# EXERCISE GOAL
Write out the material below word for word, leaving out the picture.

# EXTRACTED ENTRIES
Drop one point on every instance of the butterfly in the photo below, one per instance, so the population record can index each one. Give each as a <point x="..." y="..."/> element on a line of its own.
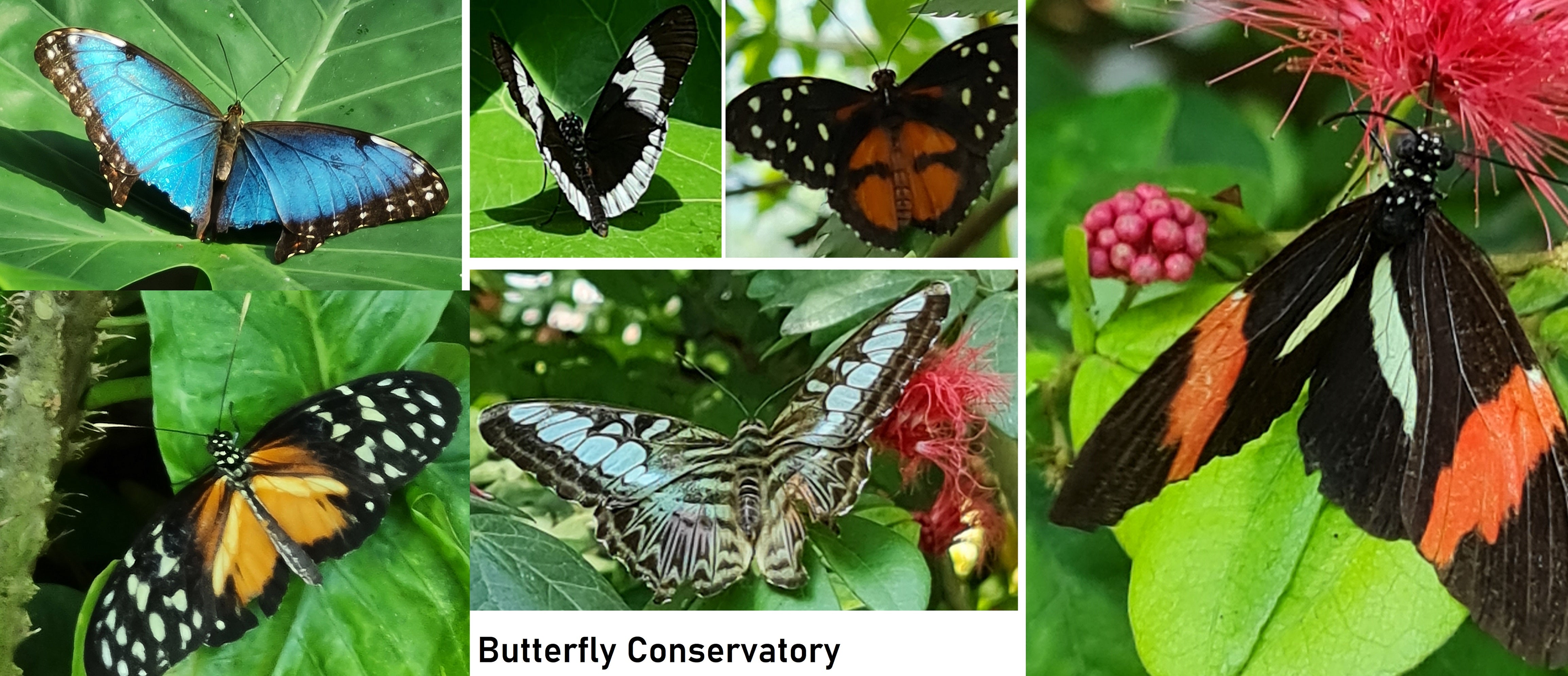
<point x="676" y="502"/>
<point x="898" y="154"/>
<point x="606" y="165"/>
<point x="151" y="125"/>
<point x="311" y="485"/>
<point x="1427" y="410"/>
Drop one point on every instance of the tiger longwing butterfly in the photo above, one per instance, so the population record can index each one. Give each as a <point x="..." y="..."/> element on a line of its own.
<point x="606" y="165"/>
<point x="310" y="485"/>
<point x="898" y="154"/>
<point x="1427" y="410"/>
<point x="681" y="504"/>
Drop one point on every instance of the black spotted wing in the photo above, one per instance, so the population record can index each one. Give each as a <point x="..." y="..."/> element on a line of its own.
<point x="664" y="492"/>
<point x="907" y="154"/>
<point x="311" y="485"/>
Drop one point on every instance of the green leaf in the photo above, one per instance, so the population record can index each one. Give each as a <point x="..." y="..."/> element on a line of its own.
<point x="516" y="211"/>
<point x="388" y="73"/>
<point x="879" y="565"/>
<point x="1246" y="570"/>
<point x="993" y="325"/>
<point x="518" y="567"/>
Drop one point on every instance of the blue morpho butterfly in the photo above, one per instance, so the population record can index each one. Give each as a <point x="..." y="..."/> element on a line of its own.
<point x="151" y="125"/>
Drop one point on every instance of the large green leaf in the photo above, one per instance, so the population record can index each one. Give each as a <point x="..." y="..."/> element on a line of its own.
<point x="383" y="67"/>
<point x="410" y="578"/>
<point x="570" y="48"/>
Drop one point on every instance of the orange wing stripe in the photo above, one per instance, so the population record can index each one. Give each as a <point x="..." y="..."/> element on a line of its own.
<point x="303" y="506"/>
<point x="874" y="149"/>
<point x="934" y="192"/>
<point x="1498" y="448"/>
<point x="242" y="557"/>
<point x="876" y="200"/>
<point x="919" y="139"/>
<point x="1217" y="357"/>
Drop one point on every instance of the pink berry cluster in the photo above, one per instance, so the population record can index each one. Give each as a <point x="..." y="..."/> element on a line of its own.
<point x="1144" y="234"/>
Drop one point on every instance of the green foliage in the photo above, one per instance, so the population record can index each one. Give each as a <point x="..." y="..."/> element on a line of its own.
<point x="565" y="49"/>
<point x="615" y="336"/>
<point x="761" y="222"/>
<point x="410" y="578"/>
<point x="388" y="67"/>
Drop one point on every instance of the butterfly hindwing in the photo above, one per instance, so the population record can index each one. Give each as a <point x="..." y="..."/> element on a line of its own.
<point x="146" y="121"/>
<point x="322" y="471"/>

# SOLUTION TO THIS TASK
Drop one point on every instance of the butterfly in the photo below, one per instance, so the population record can index each one. Give each as a <point x="..." y="..."/> element on a line of its own.
<point x="676" y="502"/>
<point x="898" y="154"/>
<point x="606" y="165"/>
<point x="151" y="125"/>
<point x="311" y="485"/>
<point x="1427" y="410"/>
Drop one point on every instance of the tiger longwing butterfly in the photo above, one per instance, so the population record can index each one. Give each as a <point x="..." y="..."/> element on a line of its own.
<point x="606" y="165"/>
<point x="310" y="485"/>
<point x="898" y="154"/>
<point x="1427" y="410"/>
<point x="681" y="504"/>
Drop one point on every instance of the black spotted wing in the photo above, one per instance, so the population record can index each one. Give each as a <point x="..." y="..."/> element on a line of its own.
<point x="664" y="492"/>
<point x="907" y="154"/>
<point x="311" y="485"/>
Drop one point on every instance of the green leaf in the photo above, one per instance, so the population record can index each one. Give each as a <point x="..." y="..."/> element on a line of its own.
<point x="516" y="211"/>
<point x="388" y="73"/>
<point x="879" y="565"/>
<point x="1246" y="570"/>
<point x="993" y="325"/>
<point x="518" y="567"/>
Drop one point on every instance of the blue morpho butterfly in the photo above, one per instance, so the population record can index each one. Give each as a <point x="..." y="..."/> element on a line of its own.
<point x="151" y="125"/>
Drop one point on every instance of the large green leaf in the photo above, one per instance, so the population record can index each one. Give each as a <point x="..." y="..."/> element on a line of its own.
<point x="383" y="67"/>
<point x="410" y="578"/>
<point x="570" y="48"/>
Drop one point on every instance of the orange wing stripe in the photo above, one per instance, so the population record can index each one. Give each as a <point x="..." y="..."/> element on a line of its own.
<point x="303" y="506"/>
<point x="874" y="149"/>
<point x="934" y="192"/>
<point x="1498" y="448"/>
<point x="242" y="557"/>
<point x="876" y="200"/>
<point x="919" y="139"/>
<point x="1217" y="357"/>
Drop one point on every instance of the pink berry cluster in the photo above, one per instance, so the population record can index each one. Give each as a <point x="..." y="..."/> element on a line of its own.
<point x="1144" y="234"/>
Drop one point on every instance of the green foliage in the photo above, one per instance, so the population record can index each one. Give each as a <point x="..." y="..."/> element on a line of its own.
<point x="565" y="49"/>
<point x="615" y="336"/>
<point x="761" y="222"/>
<point x="410" y="578"/>
<point x="388" y="67"/>
Drop one point on every instance of the butterfly hindwing in the photo above, one per instance, so the population record can index each one. Give each as a <point x="..." y="..."/> element on a line of its own.
<point x="146" y="121"/>
<point x="322" y="471"/>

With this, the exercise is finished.